=== SOURCE PASSAGE ===

With Saturday's 126-118 victory over the Utah Jazz — which, on the second leg of a road-home back-to-back, featured a seven-point comeback in the fourth quarter — the Bulls have won three straight and are 19-21 for the season. Signs of a turnaround have begun to sprout after an 11-18 start to the campaign. 

Here are 10 observations:

1. The Bulls got off to a fast start, jumping ahead 8-0 in the first four minutes of the first quarter before Will Hardy whistled for time. The Jazz had missed their first seven field goal attempts at that point, six of which were 3-pointers.

2. Out of that timeout, Lauri Markkanen threw down back-to-back authoritative dunks to cut Utah's deficit in half, catalyzing a back-and-forth contest from then on. Markkanen, in fact, threw down another ambitious slam minutes later — poetic, considering his pesky habit of rimming out poster attempts during his four seasons in Chicago.

=== COLLECTED DATA ===
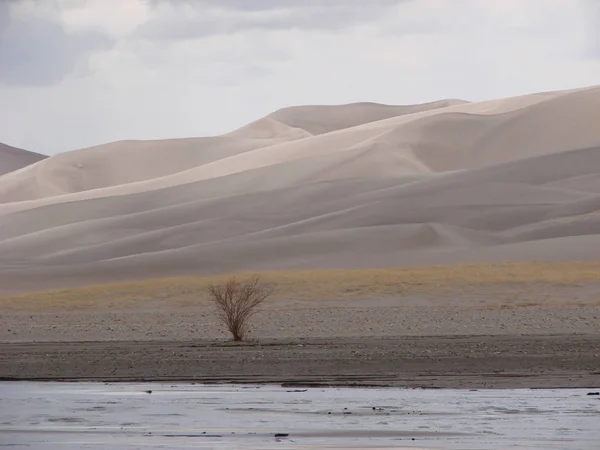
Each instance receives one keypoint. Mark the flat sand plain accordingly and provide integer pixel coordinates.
(438, 328)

=== WRITTEN EXERCISE 1 ===
Answer from the game recap:
(a) What was the final score of Saturday's game against the Utah Jazz?
(b) What was the Bulls' record at the start of the campaign before the turnaround?
(c) How many of the Jazz's first seven missed field goal attempts were 3-pointers?
=== WRITTEN EXERCISE 2 ===
According to the game recap, why is Markkanen's later slam described as "poetic"?
The data plays no part in what follows.

=== RESULT 1 ===
(a) 126-118
(b) 11-18
(c) Six

=== RESULT 2 ===
It is called poetic because, during his four seasons in Chicago, Markkanen had a habit of rimming out poster attempts. Against the Bulls, he finished an ambitious slam.